# PROMPT
Extract each line of the data below that contains the string "bell". Output the matching lines in their original order.

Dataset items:
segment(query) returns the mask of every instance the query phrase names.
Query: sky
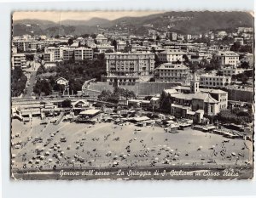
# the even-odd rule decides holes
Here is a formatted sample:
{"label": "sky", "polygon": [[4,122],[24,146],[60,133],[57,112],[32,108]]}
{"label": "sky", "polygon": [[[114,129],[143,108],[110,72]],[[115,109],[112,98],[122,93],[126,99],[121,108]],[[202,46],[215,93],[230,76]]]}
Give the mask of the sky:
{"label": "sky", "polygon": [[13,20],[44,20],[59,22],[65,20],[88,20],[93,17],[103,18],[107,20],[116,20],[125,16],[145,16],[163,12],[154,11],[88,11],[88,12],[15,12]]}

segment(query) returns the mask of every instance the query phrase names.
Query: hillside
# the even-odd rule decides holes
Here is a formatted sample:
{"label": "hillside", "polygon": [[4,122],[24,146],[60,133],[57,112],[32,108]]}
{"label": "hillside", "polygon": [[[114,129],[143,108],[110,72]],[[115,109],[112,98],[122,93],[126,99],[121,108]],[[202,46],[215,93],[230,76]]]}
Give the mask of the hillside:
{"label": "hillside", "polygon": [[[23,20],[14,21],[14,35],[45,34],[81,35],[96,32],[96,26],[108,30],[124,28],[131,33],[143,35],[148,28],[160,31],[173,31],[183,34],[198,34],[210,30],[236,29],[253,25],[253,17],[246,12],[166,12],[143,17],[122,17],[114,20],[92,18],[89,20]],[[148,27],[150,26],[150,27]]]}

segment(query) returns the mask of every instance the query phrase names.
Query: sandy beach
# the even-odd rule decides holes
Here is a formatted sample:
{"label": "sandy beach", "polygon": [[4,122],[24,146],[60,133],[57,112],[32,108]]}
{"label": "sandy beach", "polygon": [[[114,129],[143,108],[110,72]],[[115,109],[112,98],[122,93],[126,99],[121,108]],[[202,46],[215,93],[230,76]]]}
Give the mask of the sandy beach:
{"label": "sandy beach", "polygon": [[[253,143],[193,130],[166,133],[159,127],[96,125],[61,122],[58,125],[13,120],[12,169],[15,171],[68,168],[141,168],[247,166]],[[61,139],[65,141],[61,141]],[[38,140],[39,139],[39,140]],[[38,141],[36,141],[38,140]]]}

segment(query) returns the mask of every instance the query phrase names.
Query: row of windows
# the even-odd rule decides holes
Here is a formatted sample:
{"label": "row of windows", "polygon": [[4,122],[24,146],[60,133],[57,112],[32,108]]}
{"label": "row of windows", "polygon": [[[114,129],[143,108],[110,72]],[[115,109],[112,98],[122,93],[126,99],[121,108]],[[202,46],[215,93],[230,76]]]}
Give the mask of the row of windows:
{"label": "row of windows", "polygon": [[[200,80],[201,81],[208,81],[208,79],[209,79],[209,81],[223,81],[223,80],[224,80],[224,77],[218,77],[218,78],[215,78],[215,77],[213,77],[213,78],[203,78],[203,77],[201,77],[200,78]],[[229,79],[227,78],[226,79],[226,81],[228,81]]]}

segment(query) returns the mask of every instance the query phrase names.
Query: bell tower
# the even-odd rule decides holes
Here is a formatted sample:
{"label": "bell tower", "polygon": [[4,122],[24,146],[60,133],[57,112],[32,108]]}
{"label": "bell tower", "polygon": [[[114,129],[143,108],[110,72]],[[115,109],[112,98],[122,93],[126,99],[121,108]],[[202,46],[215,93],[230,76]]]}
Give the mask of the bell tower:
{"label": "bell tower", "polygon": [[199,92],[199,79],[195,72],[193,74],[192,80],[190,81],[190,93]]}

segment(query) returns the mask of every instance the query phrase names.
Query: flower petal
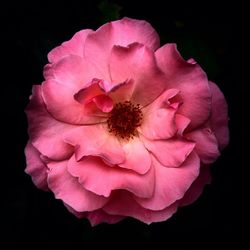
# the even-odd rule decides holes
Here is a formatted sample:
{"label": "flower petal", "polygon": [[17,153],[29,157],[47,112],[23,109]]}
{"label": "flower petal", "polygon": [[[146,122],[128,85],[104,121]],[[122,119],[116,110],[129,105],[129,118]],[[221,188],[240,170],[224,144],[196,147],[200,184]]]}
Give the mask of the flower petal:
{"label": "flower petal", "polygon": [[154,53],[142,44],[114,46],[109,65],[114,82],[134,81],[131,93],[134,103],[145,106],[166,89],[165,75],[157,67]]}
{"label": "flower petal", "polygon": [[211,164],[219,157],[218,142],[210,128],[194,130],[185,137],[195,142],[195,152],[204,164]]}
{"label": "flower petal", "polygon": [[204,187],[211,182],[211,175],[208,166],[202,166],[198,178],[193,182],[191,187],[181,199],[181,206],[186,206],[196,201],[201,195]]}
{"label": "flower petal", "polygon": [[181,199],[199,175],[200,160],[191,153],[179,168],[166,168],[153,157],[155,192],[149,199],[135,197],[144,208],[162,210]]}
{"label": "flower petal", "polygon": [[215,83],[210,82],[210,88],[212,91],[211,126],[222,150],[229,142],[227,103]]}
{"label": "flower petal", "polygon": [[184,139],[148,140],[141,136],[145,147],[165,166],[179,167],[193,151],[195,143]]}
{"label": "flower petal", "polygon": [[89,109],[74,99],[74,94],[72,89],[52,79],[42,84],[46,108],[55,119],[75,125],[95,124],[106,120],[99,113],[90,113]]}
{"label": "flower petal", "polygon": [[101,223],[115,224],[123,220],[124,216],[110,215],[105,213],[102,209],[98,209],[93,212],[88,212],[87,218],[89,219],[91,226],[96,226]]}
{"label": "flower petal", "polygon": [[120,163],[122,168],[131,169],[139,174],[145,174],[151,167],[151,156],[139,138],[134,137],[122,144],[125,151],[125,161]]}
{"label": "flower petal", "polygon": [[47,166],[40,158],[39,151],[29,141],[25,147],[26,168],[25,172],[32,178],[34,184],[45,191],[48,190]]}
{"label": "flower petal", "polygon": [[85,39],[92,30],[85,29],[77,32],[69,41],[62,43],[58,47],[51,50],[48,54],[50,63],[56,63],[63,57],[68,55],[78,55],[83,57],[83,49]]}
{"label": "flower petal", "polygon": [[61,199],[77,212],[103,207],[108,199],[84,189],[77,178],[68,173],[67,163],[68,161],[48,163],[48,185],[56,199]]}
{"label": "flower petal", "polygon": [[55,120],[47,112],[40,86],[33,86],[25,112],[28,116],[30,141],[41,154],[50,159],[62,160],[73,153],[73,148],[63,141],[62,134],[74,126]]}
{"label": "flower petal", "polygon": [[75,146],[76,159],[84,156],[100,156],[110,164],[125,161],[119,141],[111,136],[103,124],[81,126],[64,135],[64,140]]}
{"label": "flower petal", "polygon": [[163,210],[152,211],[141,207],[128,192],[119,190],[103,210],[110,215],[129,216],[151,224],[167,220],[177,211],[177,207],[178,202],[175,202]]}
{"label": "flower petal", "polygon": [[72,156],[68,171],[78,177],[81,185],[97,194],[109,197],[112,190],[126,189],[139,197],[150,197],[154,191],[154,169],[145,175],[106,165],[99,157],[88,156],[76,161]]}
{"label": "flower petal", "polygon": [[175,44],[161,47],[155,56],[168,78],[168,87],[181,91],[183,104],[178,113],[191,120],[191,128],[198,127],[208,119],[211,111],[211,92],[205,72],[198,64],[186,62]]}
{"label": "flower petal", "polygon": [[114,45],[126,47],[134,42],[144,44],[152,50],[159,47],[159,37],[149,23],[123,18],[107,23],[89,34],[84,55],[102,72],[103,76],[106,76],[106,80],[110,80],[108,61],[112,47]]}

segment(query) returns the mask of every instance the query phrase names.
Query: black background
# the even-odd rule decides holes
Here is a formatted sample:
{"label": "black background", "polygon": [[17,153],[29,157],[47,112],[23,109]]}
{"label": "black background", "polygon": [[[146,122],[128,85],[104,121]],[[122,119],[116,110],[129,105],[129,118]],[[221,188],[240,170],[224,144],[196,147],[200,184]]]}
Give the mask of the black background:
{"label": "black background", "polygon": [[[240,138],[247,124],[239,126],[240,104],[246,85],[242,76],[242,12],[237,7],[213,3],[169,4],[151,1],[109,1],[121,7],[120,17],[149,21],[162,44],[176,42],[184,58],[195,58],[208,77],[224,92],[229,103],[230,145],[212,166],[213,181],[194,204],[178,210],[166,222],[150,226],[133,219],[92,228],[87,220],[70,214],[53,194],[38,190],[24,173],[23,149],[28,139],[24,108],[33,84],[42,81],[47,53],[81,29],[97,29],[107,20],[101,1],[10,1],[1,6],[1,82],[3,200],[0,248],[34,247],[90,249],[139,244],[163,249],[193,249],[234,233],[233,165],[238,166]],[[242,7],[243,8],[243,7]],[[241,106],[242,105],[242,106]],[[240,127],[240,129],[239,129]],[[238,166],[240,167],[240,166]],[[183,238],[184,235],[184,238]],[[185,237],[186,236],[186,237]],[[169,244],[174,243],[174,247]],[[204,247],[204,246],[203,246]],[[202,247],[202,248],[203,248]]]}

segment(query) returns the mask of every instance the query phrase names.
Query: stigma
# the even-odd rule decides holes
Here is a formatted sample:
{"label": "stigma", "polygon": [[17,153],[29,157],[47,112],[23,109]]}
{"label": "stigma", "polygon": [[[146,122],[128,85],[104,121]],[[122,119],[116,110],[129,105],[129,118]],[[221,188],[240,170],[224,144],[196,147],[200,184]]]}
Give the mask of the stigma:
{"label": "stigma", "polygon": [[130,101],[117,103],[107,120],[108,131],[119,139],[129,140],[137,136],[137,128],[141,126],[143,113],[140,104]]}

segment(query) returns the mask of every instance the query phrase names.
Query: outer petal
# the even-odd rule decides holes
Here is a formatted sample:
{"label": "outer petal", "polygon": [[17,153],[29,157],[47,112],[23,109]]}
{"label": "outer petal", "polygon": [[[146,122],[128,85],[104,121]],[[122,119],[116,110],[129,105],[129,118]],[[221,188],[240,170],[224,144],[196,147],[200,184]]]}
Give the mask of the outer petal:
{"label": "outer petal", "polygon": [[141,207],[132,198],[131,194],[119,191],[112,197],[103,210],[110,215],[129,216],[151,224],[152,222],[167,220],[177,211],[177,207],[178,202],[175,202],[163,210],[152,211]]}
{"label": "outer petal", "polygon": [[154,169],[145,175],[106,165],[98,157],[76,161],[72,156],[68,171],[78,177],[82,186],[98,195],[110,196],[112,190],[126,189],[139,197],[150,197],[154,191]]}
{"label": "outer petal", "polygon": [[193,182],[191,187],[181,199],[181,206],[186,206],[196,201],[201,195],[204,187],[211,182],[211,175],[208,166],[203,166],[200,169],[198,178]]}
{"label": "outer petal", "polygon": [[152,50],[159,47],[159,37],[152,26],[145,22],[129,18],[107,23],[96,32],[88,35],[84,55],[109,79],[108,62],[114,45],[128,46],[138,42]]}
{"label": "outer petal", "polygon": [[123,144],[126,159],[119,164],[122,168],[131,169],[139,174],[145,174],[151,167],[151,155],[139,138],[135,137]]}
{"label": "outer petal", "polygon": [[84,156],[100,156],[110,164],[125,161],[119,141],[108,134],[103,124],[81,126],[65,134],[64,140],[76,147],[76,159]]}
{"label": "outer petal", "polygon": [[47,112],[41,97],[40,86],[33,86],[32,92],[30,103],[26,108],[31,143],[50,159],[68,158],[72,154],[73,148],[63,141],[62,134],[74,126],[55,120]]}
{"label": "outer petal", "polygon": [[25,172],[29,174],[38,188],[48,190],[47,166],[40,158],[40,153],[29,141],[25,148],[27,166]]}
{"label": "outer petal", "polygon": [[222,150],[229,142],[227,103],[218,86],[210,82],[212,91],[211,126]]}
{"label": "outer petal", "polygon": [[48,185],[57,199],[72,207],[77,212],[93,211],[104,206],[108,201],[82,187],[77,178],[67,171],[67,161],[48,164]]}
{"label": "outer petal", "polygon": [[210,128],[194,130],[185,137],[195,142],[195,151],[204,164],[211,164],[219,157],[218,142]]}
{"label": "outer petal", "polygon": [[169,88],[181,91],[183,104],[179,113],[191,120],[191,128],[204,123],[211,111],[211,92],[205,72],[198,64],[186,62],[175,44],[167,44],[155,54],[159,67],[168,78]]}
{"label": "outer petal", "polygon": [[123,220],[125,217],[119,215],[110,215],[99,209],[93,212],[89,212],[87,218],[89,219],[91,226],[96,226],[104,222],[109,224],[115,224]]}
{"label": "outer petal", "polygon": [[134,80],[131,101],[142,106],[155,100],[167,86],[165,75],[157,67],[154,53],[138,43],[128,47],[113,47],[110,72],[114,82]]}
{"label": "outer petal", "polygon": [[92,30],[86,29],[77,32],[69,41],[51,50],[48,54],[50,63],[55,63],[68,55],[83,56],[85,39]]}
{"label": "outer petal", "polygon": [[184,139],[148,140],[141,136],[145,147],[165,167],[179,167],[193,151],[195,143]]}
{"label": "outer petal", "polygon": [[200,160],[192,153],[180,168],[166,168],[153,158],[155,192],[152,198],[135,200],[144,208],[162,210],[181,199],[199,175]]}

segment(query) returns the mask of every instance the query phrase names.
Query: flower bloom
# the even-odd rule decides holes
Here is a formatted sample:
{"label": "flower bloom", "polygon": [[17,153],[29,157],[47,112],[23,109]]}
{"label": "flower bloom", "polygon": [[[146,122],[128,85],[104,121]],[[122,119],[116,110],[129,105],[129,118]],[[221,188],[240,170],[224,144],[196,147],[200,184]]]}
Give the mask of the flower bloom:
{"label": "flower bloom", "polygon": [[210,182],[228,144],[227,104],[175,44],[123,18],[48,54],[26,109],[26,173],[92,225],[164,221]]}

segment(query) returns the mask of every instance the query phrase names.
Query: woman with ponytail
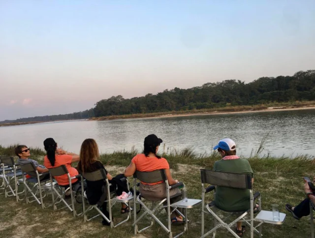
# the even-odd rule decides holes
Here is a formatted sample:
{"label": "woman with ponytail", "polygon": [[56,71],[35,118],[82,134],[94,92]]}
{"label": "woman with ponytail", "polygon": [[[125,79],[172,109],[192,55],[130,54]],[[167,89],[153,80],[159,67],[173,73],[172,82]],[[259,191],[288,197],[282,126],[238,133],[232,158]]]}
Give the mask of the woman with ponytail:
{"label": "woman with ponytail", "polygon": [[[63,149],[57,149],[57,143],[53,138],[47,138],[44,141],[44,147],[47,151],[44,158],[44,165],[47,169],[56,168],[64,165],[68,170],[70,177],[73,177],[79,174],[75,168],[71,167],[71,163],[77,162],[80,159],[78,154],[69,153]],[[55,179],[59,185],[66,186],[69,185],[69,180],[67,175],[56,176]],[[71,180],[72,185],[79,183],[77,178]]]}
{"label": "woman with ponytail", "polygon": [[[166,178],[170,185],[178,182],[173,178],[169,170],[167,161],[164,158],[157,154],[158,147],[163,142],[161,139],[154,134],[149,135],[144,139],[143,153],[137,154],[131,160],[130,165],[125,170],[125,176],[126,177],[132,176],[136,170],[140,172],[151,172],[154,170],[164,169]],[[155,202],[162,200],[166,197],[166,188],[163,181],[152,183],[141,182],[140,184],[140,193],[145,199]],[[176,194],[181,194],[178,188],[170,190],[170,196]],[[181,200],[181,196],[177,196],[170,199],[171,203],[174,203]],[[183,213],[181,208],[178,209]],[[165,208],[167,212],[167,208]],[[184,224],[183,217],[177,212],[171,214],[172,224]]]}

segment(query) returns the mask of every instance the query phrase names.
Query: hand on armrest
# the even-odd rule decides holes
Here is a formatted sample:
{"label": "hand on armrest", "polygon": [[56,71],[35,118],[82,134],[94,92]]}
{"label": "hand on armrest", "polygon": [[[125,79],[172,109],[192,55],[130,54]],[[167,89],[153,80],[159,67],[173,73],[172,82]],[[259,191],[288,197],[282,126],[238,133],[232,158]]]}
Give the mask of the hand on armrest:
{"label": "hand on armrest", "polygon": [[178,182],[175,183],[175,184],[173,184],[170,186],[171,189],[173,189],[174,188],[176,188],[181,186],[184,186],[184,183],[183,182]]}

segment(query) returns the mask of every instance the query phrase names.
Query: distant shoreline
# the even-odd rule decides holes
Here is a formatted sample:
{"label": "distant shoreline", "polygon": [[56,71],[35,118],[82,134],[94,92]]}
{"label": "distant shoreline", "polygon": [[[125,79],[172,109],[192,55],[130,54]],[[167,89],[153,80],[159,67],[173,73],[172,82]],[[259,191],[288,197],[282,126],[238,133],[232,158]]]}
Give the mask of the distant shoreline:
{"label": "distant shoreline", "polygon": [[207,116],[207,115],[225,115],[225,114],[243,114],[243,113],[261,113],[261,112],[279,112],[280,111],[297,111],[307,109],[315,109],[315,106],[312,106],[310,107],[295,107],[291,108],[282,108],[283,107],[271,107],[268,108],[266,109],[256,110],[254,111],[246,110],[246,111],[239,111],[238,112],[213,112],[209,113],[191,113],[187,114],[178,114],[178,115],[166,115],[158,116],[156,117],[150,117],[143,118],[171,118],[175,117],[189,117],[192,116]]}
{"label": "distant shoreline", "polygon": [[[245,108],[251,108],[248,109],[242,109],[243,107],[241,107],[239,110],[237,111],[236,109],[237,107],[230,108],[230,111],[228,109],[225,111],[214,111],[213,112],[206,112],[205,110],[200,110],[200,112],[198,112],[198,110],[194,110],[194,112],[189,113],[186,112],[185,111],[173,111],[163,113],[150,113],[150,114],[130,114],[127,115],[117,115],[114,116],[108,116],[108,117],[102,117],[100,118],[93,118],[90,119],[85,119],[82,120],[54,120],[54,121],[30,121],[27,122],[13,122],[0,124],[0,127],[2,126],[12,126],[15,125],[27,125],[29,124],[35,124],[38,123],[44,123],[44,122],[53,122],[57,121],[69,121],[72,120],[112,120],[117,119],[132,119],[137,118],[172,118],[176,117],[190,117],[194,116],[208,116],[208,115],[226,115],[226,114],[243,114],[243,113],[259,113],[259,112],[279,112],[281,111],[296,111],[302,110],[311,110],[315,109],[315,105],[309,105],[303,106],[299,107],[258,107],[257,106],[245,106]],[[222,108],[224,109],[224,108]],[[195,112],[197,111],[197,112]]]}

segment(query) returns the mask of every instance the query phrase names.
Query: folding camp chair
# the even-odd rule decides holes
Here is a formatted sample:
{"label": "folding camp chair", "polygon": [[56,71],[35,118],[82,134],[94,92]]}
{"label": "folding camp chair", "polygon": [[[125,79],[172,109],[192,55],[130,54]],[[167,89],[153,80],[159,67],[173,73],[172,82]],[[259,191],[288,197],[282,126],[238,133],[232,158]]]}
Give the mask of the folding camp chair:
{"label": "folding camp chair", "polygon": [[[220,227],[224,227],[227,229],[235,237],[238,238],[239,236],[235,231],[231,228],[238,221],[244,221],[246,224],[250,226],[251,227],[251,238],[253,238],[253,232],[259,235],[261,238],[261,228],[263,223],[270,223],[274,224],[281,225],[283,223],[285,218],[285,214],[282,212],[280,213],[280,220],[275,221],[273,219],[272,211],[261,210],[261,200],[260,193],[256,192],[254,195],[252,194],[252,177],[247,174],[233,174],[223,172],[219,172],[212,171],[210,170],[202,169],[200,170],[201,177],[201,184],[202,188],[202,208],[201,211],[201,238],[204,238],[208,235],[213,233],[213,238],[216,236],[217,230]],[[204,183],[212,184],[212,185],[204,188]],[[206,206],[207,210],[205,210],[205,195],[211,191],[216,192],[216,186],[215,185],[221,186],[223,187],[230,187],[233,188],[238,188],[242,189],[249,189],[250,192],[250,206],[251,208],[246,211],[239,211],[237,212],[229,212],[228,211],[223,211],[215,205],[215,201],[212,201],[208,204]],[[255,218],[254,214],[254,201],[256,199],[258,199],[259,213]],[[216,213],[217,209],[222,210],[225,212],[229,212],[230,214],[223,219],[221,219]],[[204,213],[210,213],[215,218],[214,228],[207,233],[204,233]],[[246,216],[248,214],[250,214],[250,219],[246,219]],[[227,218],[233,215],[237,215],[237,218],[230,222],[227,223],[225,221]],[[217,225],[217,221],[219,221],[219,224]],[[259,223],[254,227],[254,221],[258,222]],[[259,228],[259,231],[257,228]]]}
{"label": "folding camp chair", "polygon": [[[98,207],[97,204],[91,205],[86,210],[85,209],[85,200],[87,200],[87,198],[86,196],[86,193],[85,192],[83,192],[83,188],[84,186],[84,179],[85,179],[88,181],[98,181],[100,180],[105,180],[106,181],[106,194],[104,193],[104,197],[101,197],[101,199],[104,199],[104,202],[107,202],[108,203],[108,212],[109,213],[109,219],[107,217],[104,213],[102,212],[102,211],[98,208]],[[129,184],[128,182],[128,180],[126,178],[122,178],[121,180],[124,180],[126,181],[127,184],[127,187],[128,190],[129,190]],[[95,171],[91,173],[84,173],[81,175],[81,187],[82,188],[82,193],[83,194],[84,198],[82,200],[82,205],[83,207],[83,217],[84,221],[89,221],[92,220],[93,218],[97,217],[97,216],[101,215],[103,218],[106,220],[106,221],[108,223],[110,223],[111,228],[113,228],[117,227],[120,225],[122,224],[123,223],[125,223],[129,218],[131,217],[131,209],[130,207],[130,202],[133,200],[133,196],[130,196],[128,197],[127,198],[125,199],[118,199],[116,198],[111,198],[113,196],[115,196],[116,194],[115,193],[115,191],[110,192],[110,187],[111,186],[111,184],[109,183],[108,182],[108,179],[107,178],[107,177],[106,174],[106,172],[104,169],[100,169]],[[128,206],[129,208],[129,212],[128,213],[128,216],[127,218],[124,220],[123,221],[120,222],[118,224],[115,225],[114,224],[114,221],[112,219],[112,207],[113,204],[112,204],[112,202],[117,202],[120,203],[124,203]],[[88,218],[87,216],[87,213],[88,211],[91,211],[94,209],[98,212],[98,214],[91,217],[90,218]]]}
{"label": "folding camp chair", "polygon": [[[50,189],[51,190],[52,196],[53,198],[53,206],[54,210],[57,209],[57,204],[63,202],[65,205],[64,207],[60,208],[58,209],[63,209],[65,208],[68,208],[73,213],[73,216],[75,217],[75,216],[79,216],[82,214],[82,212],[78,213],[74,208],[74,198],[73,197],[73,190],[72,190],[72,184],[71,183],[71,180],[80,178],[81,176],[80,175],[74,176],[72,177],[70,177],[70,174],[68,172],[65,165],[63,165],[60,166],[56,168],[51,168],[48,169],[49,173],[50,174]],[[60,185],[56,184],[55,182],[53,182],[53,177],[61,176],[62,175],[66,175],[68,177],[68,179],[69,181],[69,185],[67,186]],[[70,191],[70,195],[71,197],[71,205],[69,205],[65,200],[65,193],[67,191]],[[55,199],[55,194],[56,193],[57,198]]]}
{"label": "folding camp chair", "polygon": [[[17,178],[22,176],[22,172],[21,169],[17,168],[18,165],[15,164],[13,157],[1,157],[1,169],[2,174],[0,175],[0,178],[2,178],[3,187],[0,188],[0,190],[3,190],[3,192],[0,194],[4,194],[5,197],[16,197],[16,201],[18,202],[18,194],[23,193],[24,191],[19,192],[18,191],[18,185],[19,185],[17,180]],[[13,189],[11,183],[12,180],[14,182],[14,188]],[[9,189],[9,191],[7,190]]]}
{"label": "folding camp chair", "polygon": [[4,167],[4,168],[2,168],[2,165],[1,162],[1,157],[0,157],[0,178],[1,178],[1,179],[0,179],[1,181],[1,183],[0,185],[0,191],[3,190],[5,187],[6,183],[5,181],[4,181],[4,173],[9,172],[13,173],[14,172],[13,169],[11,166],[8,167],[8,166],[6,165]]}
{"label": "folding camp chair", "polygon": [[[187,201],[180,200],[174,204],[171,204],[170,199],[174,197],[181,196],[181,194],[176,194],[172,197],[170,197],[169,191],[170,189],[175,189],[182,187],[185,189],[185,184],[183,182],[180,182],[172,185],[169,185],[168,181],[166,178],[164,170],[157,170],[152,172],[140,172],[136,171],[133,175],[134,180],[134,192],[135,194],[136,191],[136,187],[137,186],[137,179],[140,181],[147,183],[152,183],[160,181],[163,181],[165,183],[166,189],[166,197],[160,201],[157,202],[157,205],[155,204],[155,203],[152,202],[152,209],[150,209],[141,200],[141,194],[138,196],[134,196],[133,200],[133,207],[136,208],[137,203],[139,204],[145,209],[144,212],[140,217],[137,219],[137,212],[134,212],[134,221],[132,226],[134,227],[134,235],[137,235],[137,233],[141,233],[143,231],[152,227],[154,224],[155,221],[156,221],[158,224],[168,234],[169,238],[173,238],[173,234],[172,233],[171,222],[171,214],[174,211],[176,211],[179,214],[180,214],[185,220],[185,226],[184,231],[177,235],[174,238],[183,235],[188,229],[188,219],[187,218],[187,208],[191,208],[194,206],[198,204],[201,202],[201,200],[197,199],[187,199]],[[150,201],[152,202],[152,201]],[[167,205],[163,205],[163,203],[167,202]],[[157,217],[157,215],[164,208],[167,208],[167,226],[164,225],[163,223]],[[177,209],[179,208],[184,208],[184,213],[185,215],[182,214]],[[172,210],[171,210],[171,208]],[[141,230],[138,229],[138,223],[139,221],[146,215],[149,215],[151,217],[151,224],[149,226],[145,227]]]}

# THE RESPONSE
Query: bell tower
{"label": "bell tower", "polygon": [[4,122],[24,146],[60,133],[57,112],[32,108]]}
{"label": "bell tower", "polygon": [[[114,129],[143,108],[110,72]],[[115,109],[112,98],[122,93],[126,99],[121,108]],[[202,46],[215,93],[230,76]]]}
Give the mask of the bell tower:
{"label": "bell tower", "polygon": [[199,92],[199,79],[195,72],[193,74],[192,80],[190,81],[190,93]]}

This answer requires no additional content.